Coordinate annotation entries:
########

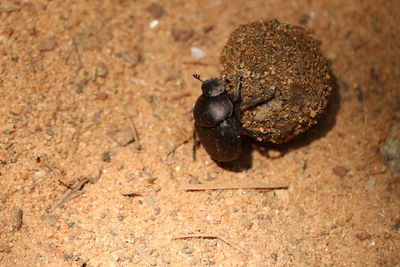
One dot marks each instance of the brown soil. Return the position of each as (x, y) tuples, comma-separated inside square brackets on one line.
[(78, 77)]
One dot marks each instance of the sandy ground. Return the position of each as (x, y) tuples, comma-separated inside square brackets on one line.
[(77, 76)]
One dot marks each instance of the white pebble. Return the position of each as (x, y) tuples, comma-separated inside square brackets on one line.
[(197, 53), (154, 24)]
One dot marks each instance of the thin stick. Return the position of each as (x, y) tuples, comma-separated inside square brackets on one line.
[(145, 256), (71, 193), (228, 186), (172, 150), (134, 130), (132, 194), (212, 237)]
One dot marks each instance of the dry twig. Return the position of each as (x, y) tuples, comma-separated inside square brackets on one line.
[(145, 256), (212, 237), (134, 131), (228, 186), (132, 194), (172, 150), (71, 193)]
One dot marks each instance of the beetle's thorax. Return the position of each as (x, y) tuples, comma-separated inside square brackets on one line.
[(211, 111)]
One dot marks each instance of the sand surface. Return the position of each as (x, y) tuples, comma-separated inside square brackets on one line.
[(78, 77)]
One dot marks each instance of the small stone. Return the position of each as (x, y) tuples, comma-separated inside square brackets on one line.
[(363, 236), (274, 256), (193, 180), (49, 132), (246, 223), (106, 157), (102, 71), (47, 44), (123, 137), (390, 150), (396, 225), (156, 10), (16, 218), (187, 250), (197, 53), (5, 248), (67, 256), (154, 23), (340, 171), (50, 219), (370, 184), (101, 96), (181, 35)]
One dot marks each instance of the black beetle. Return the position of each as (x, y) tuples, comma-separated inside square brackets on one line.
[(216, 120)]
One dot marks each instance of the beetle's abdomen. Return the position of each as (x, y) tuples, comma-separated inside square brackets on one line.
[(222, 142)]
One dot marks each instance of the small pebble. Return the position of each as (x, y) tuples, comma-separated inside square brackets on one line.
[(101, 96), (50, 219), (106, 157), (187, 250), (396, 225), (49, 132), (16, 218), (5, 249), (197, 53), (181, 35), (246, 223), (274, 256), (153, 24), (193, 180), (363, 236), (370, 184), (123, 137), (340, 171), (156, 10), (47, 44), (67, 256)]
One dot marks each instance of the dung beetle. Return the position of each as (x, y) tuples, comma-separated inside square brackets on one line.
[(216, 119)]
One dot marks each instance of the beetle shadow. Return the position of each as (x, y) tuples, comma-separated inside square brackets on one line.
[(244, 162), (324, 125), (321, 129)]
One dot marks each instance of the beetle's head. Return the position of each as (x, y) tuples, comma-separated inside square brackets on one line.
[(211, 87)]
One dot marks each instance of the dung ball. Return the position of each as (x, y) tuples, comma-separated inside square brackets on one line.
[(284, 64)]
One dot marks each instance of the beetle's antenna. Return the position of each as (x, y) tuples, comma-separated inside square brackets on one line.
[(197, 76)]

########

DIRECTIONS FOR THIS TASK: Copy everything from the line containing "One dot marks each instance of the beetle's antenna." down to the end of the entries, keeping every character unchanged.

SOLUTION TO THE EXERCISE:
One dot marks each instance of the beetle's antenna. Return the position of each as (x, y) tuples, comma-separated inside square brackets on one line.
[(197, 76)]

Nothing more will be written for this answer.